(The data Opens)

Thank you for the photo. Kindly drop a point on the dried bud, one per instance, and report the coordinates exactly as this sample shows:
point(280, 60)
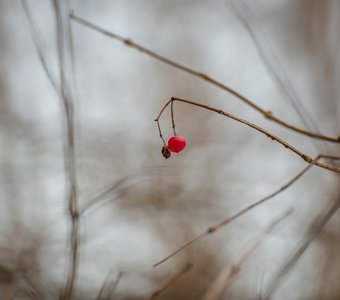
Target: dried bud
point(166, 151)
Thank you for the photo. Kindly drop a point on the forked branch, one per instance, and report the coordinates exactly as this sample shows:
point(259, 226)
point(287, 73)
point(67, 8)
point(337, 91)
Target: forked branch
point(304, 156)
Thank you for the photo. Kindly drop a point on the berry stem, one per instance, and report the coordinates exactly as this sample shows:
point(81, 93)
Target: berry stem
point(172, 117)
point(304, 156)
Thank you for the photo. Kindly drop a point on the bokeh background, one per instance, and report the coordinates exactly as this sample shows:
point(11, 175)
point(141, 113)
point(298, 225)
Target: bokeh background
point(281, 54)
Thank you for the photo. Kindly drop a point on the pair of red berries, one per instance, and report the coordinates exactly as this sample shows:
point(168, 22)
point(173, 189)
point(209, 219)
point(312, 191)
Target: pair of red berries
point(176, 144)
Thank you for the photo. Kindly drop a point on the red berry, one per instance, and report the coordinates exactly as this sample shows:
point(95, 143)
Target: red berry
point(177, 143)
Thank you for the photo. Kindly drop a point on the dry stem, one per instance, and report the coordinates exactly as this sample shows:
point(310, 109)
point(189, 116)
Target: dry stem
point(228, 274)
point(305, 157)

(The data Closes)

What is required: Reproduce each entry exactly as given; no pictures, please.

Response to this exercise:
Thank you for the photo. Kindly drop a point on the dried bud, one per instance, and report the coordinates exactly as this sample shows:
point(280, 60)
Target: dried bud
point(166, 151)
Thank you for the photo. Kindly drop a point on the forked branch, one per instance, and report the coordinates exactly as this sample shows:
point(259, 226)
point(287, 73)
point(67, 8)
point(337, 91)
Target: forked branch
point(304, 156)
Thank you for the photo. Kindly drop a point on the berry stem, one per instance, and report the coordinates exactly as this sample shows:
point(81, 93)
Target: berry stem
point(172, 117)
point(304, 156)
Thank you for the photo. Kindly drop a point on the bokeh background, one per instance, and report the coordinates exactly as this sample shows:
point(11, 175)
point(141, 113)
point(298, 225)
Target: bokeh background
point(281, 54)
Thank you for the photo. Kindly drop a point on the pair of red berries, one per instance, and report the coordinates exactly as this sample shows:
point(168, 22)
point(173, 189)
point(209, 219)
point(312, 191)
Target: pair of red berries
point(176, 144)
Thank you for the photo. Kindly drop a point on the red berry, one per instance, and report the coordinates exactly as this sample shows:
point(95, 143)
Target: red berry
point(177, 143)
Thank you for the photo. Kindly drop a point on the dry stem, one per instance, and report the coordinates exactly as this sample shows:
point(310, 109)
point(189, 116)
Target: dry stem
point(228, 274)
point(305, 157)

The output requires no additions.